_Условие задания:_ Как будут выглядеть строки от той, что содержит «tear duct gland», до последней включительно, если заменить в них «grass» на «lawn» и больше ничего не менять? Приведите только эти строки целиком.

_Исходные строки:_
##########
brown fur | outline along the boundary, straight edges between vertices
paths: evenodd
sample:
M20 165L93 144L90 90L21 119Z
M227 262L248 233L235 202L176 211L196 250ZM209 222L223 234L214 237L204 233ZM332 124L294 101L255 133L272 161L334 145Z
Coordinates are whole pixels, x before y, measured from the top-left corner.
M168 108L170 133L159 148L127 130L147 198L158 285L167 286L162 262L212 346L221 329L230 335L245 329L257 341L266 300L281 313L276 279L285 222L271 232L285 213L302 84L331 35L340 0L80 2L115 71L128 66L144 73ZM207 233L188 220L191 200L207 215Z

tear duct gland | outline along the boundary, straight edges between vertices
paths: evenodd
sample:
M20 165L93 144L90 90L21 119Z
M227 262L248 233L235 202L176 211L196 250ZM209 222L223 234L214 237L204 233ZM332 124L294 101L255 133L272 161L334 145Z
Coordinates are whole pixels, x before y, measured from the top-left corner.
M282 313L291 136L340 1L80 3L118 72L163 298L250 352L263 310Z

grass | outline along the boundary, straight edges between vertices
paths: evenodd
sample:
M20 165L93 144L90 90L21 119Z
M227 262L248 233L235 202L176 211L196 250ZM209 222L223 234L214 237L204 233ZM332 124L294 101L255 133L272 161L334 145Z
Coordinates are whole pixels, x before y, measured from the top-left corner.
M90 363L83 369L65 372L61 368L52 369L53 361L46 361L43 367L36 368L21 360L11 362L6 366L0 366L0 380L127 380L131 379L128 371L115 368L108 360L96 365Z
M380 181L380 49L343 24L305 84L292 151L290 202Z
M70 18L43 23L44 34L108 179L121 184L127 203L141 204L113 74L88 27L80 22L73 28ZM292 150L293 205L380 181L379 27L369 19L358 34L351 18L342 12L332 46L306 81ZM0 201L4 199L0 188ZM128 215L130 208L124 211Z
##########
_Итоговый ответ:_
tear duct gland | outline along the boundary, straight edges between vertices
paths: evenodd
sample:
M20 165L93 144L90 90L21 119Z
M227 262L248 233L235 202L176 211L196 250ZM209 222L223 234L214 237L204 233ZM332 124L294 101L255 133L272 161L334 145Z
Coordinates are whole pixels, x before y, measured from the top-left corner.
M282 313L291 136L340 1L80 3L118 72L163 298L250 352L263 310Z

lawn | outline along the boundary, straight edges between vertices
paths: evenodd
sample:
M20 165L93 144L90 90L21 119Z
M227 262L248 233L235 202L176 211L196 250ZM209 222L223 234L214 237L204 233ZM332 124L294 101L255 133L272 161L334 145Z
Coordinates are whole pixels, x before y, measured from the top-left corner.
M90 363L83 369L65 372L61 368L52 369L53 361L46 361L43 367L36 368L21 360L11 362L6 366L0 366L0 380L127 380L131 379L128 371L115 368L108 360L96 365Z
M380 181L380 49L343 24L305 84L292 151L290 202Z
M70 18L43 23L44 34L108 179L121 184L127 203L141 204L113 74L88 27L80 22L73 28ZM292 150L293 205L380 181L379 27L369 19L358 34L351 18L342 12L332 46L306 81ZM0 201L4 199L0 188ZM128 215L130 208L124 211Z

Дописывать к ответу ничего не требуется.